----- Source text

The Dirty Boots
by John F. Holm
Trafford Publishing

"For over two months, I had carried around a beer, a left over from New Year's, in the bottom of my pack. One of those nights, six of us split it."

Generally, narrative about the Vietnam War is tinted with horror and emotive doldrums, but what if the account comes from a combat medic? Would the chronicle be exceptionally morbid? Would it be quadruple times heart wrenching?

In The Dirty Boots, former combat medic Holm presents his Vietnam War narrative from a different lens. Holm richly informs his readers about his experience starting with his life before Vietnam culminating on marrying his wife Harriet and attending a Nursing School. He tones down the usual sullen atmosphere of Vietnam War narrative as he intensifies the humor about day-to-day war life. His vivid descriptions of the war environment and the action-filled and downtime periods in the jungle pave to a historical narrative that is not necessarily gruesome, and yet is insightful and convincing.

----------
----- Record extracts

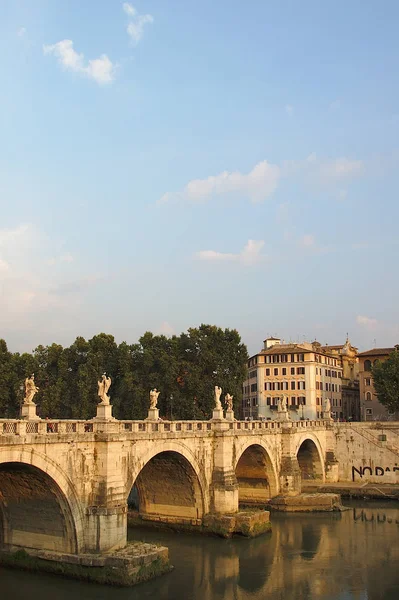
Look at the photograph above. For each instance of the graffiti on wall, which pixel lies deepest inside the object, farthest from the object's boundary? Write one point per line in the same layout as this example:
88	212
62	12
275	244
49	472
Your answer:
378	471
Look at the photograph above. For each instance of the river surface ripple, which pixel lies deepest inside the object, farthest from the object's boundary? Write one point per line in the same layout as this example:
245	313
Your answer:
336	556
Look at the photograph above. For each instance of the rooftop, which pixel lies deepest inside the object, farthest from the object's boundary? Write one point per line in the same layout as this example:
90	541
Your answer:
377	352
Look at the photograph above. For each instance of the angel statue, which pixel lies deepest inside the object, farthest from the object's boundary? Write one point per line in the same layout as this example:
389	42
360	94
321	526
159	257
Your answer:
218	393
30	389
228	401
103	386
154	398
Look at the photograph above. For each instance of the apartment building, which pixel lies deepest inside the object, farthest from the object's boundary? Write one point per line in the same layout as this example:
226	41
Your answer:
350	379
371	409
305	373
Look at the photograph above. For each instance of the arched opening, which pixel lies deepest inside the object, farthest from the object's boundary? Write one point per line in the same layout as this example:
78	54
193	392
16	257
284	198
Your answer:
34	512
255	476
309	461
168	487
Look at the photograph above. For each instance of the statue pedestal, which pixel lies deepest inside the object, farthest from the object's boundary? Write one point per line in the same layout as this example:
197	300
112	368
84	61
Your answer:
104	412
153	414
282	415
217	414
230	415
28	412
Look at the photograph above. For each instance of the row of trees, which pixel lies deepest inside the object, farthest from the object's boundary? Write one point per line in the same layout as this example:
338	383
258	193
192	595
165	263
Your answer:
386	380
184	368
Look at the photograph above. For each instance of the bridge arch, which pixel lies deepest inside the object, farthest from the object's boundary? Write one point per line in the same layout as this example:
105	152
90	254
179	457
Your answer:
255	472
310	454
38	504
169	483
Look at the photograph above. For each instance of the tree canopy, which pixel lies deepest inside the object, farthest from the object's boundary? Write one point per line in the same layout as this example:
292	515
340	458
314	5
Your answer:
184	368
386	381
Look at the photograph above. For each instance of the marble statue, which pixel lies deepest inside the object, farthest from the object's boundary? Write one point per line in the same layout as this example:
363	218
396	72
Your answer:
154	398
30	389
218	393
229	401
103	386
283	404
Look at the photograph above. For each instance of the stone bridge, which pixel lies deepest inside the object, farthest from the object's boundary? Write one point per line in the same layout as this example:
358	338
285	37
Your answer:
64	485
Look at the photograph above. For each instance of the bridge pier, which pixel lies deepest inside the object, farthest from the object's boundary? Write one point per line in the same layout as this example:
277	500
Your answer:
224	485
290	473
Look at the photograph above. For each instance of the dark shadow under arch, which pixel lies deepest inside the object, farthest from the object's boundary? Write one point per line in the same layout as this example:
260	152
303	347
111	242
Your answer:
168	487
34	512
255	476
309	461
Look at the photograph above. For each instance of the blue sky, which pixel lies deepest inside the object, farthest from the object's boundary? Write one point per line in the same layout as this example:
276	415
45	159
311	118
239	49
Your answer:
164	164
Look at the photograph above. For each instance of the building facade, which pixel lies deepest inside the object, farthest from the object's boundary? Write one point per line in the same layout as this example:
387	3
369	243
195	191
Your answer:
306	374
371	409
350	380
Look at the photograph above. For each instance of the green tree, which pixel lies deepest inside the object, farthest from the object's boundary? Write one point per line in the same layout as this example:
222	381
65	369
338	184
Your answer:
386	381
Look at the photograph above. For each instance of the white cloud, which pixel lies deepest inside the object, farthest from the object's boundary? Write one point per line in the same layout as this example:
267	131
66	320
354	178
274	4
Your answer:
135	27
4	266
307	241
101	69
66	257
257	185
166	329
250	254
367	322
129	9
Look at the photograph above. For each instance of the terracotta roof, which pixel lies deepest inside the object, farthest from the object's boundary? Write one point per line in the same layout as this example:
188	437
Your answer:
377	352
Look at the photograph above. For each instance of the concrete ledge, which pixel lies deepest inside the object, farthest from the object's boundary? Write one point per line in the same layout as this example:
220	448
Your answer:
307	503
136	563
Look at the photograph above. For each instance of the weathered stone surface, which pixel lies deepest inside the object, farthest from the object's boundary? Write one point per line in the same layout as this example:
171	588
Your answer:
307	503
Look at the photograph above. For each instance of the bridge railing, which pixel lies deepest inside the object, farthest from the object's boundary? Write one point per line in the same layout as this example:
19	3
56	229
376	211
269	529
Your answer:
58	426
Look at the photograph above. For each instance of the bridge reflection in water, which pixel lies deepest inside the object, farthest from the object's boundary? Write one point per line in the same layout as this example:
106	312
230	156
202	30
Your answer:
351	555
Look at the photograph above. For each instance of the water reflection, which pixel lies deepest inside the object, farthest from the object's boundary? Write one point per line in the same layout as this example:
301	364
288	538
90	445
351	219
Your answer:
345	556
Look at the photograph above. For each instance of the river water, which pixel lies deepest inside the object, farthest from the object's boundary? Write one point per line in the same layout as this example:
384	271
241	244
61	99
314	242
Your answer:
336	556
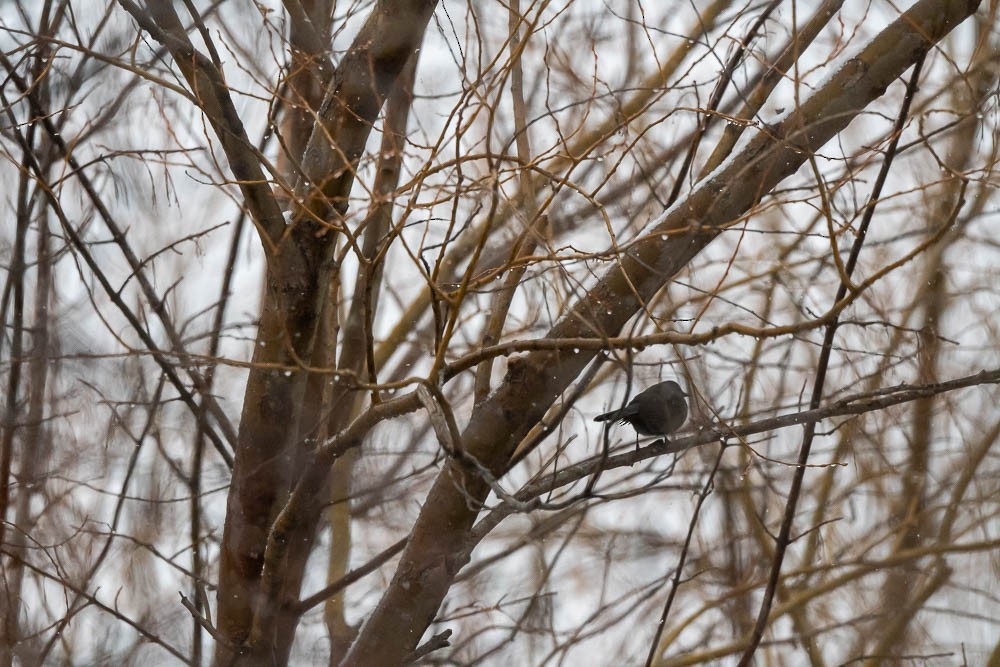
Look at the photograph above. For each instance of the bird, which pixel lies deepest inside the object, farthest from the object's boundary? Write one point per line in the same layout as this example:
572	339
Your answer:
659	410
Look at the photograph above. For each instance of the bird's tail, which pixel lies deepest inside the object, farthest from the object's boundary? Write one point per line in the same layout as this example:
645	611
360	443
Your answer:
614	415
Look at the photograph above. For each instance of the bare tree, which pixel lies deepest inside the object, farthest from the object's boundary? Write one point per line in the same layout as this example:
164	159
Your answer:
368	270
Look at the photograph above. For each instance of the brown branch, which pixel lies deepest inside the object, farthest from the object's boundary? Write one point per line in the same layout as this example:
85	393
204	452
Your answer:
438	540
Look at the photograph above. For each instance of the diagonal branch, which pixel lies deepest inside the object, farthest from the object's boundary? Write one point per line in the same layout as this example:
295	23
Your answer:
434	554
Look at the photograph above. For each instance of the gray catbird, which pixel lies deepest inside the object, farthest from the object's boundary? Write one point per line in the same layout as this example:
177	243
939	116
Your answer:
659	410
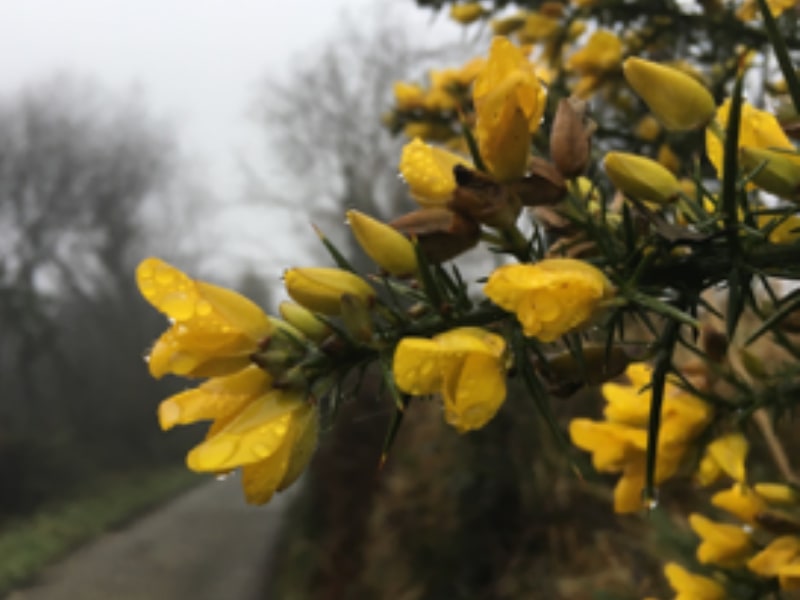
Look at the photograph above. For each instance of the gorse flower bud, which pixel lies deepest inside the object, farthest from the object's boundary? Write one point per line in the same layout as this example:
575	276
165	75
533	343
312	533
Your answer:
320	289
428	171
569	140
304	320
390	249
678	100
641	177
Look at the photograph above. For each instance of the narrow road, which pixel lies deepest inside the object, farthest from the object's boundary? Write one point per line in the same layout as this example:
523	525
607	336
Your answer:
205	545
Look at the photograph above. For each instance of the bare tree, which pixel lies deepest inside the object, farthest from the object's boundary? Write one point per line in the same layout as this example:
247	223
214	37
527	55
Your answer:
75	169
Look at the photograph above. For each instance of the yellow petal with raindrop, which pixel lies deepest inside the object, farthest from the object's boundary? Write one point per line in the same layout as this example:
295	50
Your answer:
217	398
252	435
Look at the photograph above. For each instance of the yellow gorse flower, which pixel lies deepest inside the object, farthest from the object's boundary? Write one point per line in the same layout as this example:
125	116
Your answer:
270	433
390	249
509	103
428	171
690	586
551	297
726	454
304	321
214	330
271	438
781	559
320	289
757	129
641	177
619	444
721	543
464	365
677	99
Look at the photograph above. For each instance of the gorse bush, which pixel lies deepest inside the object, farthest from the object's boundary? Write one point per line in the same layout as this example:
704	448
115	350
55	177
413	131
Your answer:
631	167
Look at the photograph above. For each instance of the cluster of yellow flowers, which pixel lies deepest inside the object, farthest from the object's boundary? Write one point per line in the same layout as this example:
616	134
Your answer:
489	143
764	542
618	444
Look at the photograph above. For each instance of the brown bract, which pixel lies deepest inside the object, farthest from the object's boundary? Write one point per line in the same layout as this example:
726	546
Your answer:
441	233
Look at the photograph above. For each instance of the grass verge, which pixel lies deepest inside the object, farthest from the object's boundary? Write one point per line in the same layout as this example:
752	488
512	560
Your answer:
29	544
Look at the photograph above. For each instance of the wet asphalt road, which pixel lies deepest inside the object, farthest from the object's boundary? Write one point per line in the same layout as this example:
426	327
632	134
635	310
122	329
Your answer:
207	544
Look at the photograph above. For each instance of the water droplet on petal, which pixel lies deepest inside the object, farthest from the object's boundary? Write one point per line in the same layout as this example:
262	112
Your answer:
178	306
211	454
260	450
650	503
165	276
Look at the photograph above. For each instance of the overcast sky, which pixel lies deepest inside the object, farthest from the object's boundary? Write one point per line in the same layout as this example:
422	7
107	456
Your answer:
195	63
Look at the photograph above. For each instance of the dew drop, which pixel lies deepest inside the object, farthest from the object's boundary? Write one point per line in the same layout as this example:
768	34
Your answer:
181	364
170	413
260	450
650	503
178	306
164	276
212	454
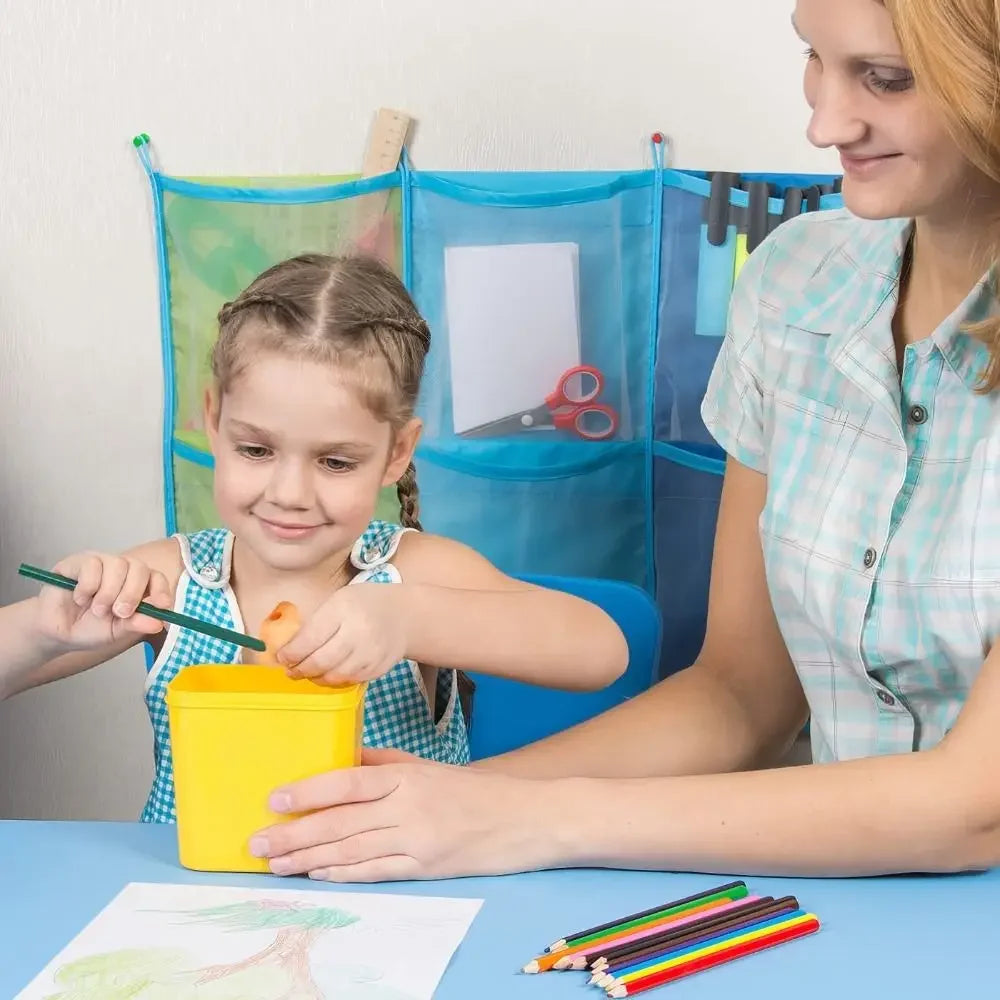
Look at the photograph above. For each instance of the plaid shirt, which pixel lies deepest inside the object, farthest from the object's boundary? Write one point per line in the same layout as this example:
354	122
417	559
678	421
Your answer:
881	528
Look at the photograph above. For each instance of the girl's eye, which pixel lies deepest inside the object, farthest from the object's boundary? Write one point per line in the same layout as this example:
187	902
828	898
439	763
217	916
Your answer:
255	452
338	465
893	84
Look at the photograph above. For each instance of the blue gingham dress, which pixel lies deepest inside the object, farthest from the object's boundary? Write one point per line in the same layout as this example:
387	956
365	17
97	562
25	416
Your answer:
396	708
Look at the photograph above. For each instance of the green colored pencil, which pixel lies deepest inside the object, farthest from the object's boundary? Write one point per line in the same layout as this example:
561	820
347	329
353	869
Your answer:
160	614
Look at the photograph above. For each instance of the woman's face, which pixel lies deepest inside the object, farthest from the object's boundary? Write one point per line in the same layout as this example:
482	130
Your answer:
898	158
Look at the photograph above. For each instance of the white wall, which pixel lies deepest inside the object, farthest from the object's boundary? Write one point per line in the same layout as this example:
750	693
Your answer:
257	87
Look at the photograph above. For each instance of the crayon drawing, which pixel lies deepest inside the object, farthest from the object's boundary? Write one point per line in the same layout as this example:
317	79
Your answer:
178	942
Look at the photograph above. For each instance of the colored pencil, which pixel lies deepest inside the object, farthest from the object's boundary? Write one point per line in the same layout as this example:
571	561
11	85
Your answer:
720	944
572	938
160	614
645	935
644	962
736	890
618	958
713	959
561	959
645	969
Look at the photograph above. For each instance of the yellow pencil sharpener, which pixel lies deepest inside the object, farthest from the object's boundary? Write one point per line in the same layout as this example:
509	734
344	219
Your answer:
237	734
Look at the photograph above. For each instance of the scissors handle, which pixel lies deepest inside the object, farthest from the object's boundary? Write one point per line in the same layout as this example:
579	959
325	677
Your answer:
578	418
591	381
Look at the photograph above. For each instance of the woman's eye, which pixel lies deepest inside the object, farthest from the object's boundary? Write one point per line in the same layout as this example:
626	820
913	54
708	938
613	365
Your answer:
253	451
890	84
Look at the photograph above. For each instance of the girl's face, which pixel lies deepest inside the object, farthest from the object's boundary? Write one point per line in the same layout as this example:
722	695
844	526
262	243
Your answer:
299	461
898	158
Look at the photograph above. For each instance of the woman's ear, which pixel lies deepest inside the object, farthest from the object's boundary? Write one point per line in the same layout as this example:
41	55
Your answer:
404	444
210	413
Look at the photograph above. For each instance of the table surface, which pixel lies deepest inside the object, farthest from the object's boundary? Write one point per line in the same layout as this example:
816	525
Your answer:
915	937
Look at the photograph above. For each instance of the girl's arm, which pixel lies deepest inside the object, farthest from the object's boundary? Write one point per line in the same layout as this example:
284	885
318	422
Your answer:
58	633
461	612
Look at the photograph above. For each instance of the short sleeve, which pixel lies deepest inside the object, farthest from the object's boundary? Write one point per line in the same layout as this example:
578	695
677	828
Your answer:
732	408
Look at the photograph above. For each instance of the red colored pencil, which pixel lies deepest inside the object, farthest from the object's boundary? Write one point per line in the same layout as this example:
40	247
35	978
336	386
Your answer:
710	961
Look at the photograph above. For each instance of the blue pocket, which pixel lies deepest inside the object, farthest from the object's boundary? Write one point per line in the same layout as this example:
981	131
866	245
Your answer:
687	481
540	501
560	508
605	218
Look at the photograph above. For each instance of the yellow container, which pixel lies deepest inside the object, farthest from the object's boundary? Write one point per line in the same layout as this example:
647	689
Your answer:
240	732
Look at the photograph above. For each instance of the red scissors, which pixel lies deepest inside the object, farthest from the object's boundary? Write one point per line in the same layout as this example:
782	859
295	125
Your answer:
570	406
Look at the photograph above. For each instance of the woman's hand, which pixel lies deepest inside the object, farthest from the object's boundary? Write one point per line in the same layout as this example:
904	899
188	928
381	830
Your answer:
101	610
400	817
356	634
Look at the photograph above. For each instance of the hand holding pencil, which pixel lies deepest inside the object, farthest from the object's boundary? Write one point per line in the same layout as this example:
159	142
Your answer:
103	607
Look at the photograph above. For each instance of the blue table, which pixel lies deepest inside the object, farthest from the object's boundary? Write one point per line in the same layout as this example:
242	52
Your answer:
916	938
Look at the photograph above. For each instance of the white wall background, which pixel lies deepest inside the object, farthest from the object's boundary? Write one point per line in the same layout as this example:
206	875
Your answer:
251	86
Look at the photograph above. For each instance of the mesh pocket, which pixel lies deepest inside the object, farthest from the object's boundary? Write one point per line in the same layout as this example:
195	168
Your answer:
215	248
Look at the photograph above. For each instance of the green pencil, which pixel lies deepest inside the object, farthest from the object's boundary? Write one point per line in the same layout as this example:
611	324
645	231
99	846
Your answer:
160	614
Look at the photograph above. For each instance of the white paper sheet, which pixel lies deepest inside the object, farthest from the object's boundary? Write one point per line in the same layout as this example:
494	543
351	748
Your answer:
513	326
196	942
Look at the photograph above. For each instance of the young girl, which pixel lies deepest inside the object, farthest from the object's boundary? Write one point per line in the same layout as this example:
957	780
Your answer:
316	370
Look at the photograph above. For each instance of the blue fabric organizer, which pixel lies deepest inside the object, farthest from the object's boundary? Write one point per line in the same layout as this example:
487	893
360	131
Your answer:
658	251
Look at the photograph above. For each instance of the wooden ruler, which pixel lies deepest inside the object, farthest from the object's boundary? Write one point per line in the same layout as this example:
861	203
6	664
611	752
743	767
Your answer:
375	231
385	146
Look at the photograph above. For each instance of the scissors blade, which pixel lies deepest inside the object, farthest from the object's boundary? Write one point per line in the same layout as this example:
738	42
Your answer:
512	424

----------

Tasks to carry out
A – According to the text on The Dirty Boots, how many people split the beer left over from New Year's?
B – Continue the text on The Dirty Boots, starting after its final sentence.

Responses to the tasks
A – Six.

B –
The Dirty Boots is a story of leadership, fortitude, endurance, and of sound, sometimes daring, infantry tactics and brotherhood. While it touches on Vietnam War grapevine rumors like drug use (morphine and pain pills) and STD contraction (clap), it also explores the challenges of providing emergency care to the wounded while in the middle of a crossfire. For many of the former young troops, the Vietnam War halted their growth. In the case of the then 19-year-old Holm, it was the opposite. He was able to develop life skills through fatigue, stress, and hunger as he performed his duty of providing medical supports to the troops. He has known part of himself that he might not have discovered outside of the war setting. Indeed, accounts of the Vietnam War would always vary depending on the narrator's experience, memory, and sense making.